Despite the efforts of the event's host, France, and other European fishing powers, such as Spain, the push for a global fight against illegal, unreported, and unregulated fishing remained in limbo in Nice.
It is estimated that at least 15% of the world's fish catch comes from this type of fishing. For France, illegal fishing "violates" the human rights of those involved and "destroys" the sectors that operate with proper documentation.
According to Sealey, while countries like Spain have robust fisheries control systems, other states do better than most of Europe.
"Central American countries, like Mexico, are very effective at controlling protected areas to prevent illegal fishing," the expert noted.
At the closing of the conference, Olivier Poivre d'Arvor, French President Emmanuel Macron's special envoy for UNOC3, called on China to become more involved in combating illegal fishing.
Regarding the trawling technique—harmful to the seabed, according to scientists—expert sentiment was also tempered, as there was no general consensus to move toward global control.

ENTRIES SHOWN:
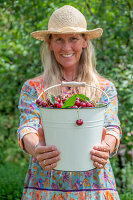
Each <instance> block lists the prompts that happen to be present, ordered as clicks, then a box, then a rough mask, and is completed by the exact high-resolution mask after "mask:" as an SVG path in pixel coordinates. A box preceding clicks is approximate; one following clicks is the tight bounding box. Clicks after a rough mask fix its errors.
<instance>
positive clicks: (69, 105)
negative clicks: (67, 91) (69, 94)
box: [62, 94, 77, 108]
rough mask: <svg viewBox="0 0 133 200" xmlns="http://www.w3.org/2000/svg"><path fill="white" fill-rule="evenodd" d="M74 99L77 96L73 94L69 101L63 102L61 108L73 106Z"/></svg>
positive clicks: (67, 100)
mask: <svg viewBox="0 0 133 200" xmlns="http://www.w3.org/2000/svg"><path fill="white" fill-rule="evenodd" d="M76 97H77V94H74V95H73V96H71V97H70V98H69V99H67V100H66V101H65V103H64V104H63V106H62V108H70V107H72V106H74V104H75V101H76Z"/></svg>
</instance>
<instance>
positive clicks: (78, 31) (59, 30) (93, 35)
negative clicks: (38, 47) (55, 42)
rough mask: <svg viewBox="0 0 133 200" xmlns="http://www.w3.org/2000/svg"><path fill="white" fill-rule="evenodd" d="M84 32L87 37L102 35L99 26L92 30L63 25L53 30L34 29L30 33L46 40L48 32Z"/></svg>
mask: <svg viewBox="0 0 133 200" xmlns="http://www.w3.org/2000/svg"><path fill="white" fill-rule="evenodd" d="M80 33H81V34H85V35H87V37H88V39H96V38H99V37H101V36H102V33H103V30H102V29H101V28H96V29H93V30H85V29H81V28H78V27H69V28H68V27H65V28H62V29H59V30H58V31H54V30H42V31H35V32H32V33H31V36H32V37H34V38H35V39H37V40H41V41H44V40H46V36H47V35H50V34H80Z"/></svg>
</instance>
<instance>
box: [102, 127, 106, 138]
mask: <svg viewBox="0 0 133 200" xmlns="http://www.w3.org/2000/svg"><path fill="white" fill-rule="evenodd" d="M105 135H106V128H103V132H102V140H104V138H105Z"/></svg>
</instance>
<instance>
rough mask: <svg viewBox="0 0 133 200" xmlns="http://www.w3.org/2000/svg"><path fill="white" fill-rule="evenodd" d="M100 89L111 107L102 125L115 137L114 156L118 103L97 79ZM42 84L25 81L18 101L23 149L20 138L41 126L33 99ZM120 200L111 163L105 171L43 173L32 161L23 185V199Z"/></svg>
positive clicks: (37, 77) (110, 85)
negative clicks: (110, 164)
mask: <svg viewBox="0 0 133 200" xmlns="http://www.w3.org/2000/svg"><path fill="white" fill-rule="evenodd" d="M100 88H101V89H103V90H104V91H105V92H106V93H107V94H108V95H109V98H110V104H109V105H108V107H107V110H106V113H105V122H104V126H105V127H106V130H107V133H106V134H111V135H113V136H115V137H116V140H117V144H116V148H115V151H114V152H113V154H115V153H116V152H117V150H118V146H119V143H120V138H121V129H120V122H119V119H118V115H117V110H118V101H117V93H116V89H115V86H114V85H113V83H111V82H110V81H108V80H103V79H101V80H100ZM43 89H44V84H43V79H42V78H41V77H37V78H34V79H31V80H28V81H26V82H25V84H24V86H23V88H22V91H21V95H20V101H19V110H20V112H21V115H20V126H19V128H18V142H19V145H20V148H22V149H23V142H22V139H23V137H24V135H25V134H28V133H34V134H38V128H39V126H40V124H41V120H40V114H39V109H38V107H37V106H36V104H35V100H36V99H37V98H38V96H39V94H40V93H41V92H42V91H43ZM26 199H28V200H30V199H31V200H33V199H35V200H43V199H45V200H58V199H59V200H66V199H69V200H86V199H88V200H94V199H98V200H119V195H118V193H117V190H116V184H115V179H114V175H113V171H112V168H111V165H110V161H109V160H108V163H107V164H106V165H105V167H104V169H96V168H95V169H92V170H89V171H85V172H84V171H82V172H69V171H67V172H66V171H58V170H54V169H53V170H50V171H46V170H43V169H42V168H41V167H40V165H39V164H38V162H37V161H35V160H34V159H33V158H32V159H31V162H30V165H29V169H28V171H27V174H26V178H25V182H24V190H23V196H22V200H26Z"/></svg>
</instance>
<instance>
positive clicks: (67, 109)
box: [37, 102, 110, 110]
mask: <svg viewBox="0 0 133 200" xmlns="http://www.w3.org/2000/svg"><path fill="white" fill-rule="evenodd" d="M109 103H110V102H108V103H98V104H102V105H100V106H96V107H82V108H55V107H42V106H38V105H37V106H38V107H39V108H44V109H62V110H71V109H77V110H78V109H97V108H102V107H107V106H108V104H109Z"/></svg>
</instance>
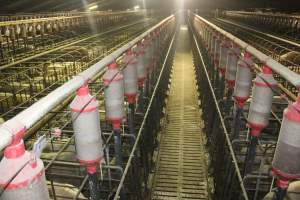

EXERCISE SET:
a: Quote the passage on illegal fishing from "It is estimated" up to and including "with proper documentation.".
b: Name every country that the passage on illegal fishing mentions.
c: Render this sentence from the passage on illegal fishing in Spanish: "According to Sealey, while countries like Spain have robust fisheries control systems, other states do better than most of Europe."

TASK-BY-TASK RESULTS:
a:
It is estimated that at least 15% of the world's fish catch comes from this type of fishing. For France, illegal fishing "violates" the human rights of those involved and "destroys" the sectors that operate with proper documentation.

b: France, Spain, Mexico, China

c: Según Sealey, si bien países como España tienen sistemas sólidos de control pesquero, otros Estados lo hacen mejor que la mayor parte de Europa.